YOUR OBJECTIVE: Your answer must match the material exactly, line for line.

EXTRACTED ENTRIES:
--
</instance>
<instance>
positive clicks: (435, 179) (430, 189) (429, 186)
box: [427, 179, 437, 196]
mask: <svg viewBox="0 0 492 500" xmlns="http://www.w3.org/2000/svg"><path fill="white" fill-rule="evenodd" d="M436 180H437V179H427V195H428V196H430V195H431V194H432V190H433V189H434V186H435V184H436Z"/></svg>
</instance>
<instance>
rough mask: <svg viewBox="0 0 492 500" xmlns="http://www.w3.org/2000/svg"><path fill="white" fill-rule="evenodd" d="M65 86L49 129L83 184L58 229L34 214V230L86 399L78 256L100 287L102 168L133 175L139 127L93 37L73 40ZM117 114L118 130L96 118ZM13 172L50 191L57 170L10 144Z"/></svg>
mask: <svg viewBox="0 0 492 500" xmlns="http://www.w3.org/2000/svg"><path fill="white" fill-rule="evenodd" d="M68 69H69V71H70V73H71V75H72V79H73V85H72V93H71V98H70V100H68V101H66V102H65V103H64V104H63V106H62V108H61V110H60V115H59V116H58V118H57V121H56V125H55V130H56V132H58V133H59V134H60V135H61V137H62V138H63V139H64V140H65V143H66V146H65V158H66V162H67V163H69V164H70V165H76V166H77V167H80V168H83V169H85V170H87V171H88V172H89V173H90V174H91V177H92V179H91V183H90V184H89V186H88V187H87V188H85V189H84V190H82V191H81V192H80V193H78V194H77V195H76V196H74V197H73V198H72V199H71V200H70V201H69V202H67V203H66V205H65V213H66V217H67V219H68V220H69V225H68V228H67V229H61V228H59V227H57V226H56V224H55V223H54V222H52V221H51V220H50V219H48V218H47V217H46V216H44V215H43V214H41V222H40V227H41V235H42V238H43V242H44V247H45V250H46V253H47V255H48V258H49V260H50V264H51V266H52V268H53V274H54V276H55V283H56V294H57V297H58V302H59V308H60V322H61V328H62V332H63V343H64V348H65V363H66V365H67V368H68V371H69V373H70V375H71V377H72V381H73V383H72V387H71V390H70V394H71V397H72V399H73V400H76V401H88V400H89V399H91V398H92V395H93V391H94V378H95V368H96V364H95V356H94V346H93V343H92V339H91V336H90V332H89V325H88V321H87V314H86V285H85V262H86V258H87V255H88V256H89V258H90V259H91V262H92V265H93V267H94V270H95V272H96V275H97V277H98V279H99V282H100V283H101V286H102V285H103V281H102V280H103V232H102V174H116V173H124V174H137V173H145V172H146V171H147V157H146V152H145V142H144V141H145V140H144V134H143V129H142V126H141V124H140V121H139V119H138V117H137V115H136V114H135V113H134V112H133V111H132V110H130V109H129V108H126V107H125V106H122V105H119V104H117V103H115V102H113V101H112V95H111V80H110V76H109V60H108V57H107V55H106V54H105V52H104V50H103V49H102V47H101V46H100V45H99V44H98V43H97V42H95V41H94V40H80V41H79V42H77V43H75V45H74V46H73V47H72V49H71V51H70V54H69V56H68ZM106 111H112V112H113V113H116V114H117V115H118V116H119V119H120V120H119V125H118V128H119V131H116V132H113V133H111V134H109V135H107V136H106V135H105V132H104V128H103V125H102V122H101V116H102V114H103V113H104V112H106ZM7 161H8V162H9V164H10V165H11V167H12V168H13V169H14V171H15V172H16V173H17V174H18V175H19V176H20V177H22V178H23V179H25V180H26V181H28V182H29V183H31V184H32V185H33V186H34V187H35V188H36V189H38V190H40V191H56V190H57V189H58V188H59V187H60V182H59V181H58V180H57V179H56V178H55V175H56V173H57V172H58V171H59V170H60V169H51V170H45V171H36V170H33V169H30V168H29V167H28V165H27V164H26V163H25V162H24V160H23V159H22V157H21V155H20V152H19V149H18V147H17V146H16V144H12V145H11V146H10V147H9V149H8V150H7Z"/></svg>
--
PROBLEM SOLUTION:
</instance>
<instance>
positive clicks: (435, 179) (430, 189) (429, 186)
box: [427, 179, 437, 196]
mask: <svg viewBox="0 0 492 500" xmlns="http://www.w3.org/2000/svg"><path fill="white" fill-rule="evenodd" d="M436 180H437V179H427V195H428V196H430V195H431V194H432V190H433V189H434V186H435V184H436Z"/></svg>
</instance>
<instance>
rough mask: <svg viewBox="0 0 492 500" xmlns="http://www.w3.org/2000/svg"><path fill="white" fill-rule="evenodd" d="M65 86L49 129L83 184L58 229L34 214V230L86 399L78 256L100 287L102 168L133 175L139 127L93 37L73 40ZM117 114L118 130L96 118ZM13 172L50 191L57 170L10 144Z"/></svg>
mask: <svg viewBox="0 0 492 500" xmlns="http://www.w3.org/2000/svg"><path fill="white" fill-rule="evenodd" d="M68 69H69V71H70V73H71V75H72V79H73V85H72V93H71V98H70V100H68V101H66V102H65V103H64V104H63V106H62V108H61V110H60V115H59V116H58V118H57V121H56V125H55V130H56V132H58V133H59V134H60V135H61V137H62V138H63V139H64V140H65V143H66V146H65V158H66V162H67V163H69V164H70V165H76V166H77V167H80V168H83V169H85V170H87V171H88V172H89V173H90V174H91V177H92V179H91V183H90V184H89V186H88V187H87V188H85V189H84V190H82V191H81V192H80V193H78V194H77V195H76V196H74V197H73V198H72V199H71V200H70V201H69V202H67V203H66V205H65V213H66V217H67V219H68V220H69V225H68V228H67V229H61V228H59V227H57V226H56V224H55V223H54V222H52V221H51V220H50V219H48V218H47V217H46V216H44V215H43V214H41V222H40V227H41V235H42V238H43V242H44V247H45V250H46V253H47V255H48V258H49V260H50V264H51V266H52V268H53V274H54V276H55V283H56V294H57V297H58V302H59V308H60V322H61V328H62V332H63V343H64V348H65V363H66V365H67V368H68V371H69V373H70V375H71V377H72V381H73V383H72V387H71V390H70V394H71V397H72V399H73V400H76V401H88V400H89V399H91V398H92V395H93V391H94V378H95V368H96V364H95V356H94V346H93V343H92V339H91V336H90V332H89V325H88V321H87V314H86V285H85V262H86V258H87V255H88V256H89V258H90V259H91V262H92V265H93V267H94V270H95V272H96V275H97V277H98V279H99V282H100V283H101V286H102V285H103V281H102V280H103V232H102V174H116V173H124V174H137V173H145V172H146V171H147V157H146V152H145V142H144V141H145V140H144V134H143V129H142V126H141V124H140V121H139V119H138V117H137V115H136V114H135V113H134V112H133V111H132V110H130V109H129V108H126V107H125V106H122V105H119V104H117V103H115V102H113V101H112V95H111V80H110V76H109V60H108V57H107V55H106V54H105V52H104V50H103V49H102V47H101V46H100V45H99V44H98V43H97V42H95V41H94V40H80V41H79V42H77V43H75V45H74V46H73V47H72V49H71V51H70V54H69V56H68ZM106 111H112V112H113V113H116V114H117V115H118V116H119V119H120V120H119V125H118V128H119V131H116V132H113V133H111V134H109V135H107V136H106V135H105V132H104V128H103V125H102V122H101V116H102V114H103V113H104V112H106ZM7 161H8V162H9V164H10V165H11V167H12V168H13V169H14V171H15V172H16V173H17V174H18V175H19V176H20V177H22V178H23V179H25V180H26V181H28V182H29V183H31V184H32V185H33V186H34V187H35V188H36V189H38V190H40V191H56V190H57V189H58V188H59V187H60V182H59V181H58V180H57V179H56V178H55V175H56V173H57V172H58V171H59V170H60V169H51V170H45V171H36V170H33V169H30V168H29V167H28V165H27V164H26V163H25V162H24V160H23V159H22V157H21V155H20V152H19V149H18V147H17V146H16V144H12V145H11V146H10V147H9V149H8V150H7Z"/></svg>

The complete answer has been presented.